Items from a dataset
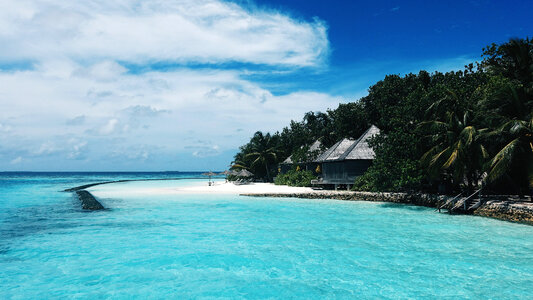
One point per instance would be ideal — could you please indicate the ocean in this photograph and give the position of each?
(193, 246)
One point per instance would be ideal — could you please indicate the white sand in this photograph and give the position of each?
(112, 190)
(250, 188)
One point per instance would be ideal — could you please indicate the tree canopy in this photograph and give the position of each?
(459, 129)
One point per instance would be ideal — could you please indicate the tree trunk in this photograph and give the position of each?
(268, 173)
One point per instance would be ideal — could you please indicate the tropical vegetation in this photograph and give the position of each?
(440, 132)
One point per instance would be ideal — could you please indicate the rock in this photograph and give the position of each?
(88, 201)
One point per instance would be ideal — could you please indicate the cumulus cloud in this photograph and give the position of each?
(86, 87)
(16, 161)
(78, 120)
(205, 31)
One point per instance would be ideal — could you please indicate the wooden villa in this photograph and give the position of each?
(288, 163)
(346, 160)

- EXERCISE DESCRIPTION: Reproduce word for word the lines starting from the one containing "indicate the wooden" up to and including the final line of the rows.

- TASK RESULT:
One point per instance would be ideal — could you please indicate the wooden villa in this photograph and give the position of each?
(288, 163)
(346, 160)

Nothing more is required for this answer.